EXERCISE GOAL:
Only the total should be returned: the number of lines in the data that hold the string "Objective".

SUPPLIED MATERIAL:
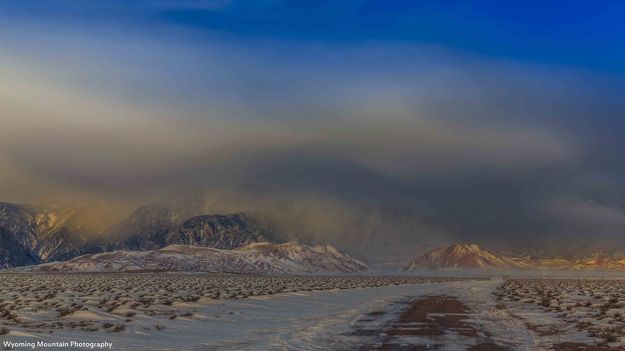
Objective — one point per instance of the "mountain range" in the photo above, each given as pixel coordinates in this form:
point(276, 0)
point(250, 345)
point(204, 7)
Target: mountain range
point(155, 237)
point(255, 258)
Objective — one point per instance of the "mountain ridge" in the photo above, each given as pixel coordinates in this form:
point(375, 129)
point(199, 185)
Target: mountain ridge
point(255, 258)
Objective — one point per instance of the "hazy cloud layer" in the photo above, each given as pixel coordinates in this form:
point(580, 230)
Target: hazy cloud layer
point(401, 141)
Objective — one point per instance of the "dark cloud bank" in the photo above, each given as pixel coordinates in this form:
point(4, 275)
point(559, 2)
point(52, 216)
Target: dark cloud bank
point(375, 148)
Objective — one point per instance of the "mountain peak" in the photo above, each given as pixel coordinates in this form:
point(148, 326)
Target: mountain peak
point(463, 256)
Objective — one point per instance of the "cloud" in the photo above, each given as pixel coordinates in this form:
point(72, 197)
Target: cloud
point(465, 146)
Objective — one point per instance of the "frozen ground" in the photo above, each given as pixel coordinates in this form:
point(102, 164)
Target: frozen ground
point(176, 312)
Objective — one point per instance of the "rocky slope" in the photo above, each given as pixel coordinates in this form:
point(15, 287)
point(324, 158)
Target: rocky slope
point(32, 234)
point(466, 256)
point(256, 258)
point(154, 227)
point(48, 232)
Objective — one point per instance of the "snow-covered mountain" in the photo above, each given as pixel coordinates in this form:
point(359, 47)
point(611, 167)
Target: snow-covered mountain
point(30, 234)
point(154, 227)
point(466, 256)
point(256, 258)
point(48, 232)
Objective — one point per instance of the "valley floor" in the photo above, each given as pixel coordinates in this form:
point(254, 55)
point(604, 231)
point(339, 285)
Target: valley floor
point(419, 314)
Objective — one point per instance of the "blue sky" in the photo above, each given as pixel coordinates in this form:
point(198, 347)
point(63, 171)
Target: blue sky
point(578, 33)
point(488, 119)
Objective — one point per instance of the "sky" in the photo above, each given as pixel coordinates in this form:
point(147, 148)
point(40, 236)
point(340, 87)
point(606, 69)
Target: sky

YOUR RESPONSE:
12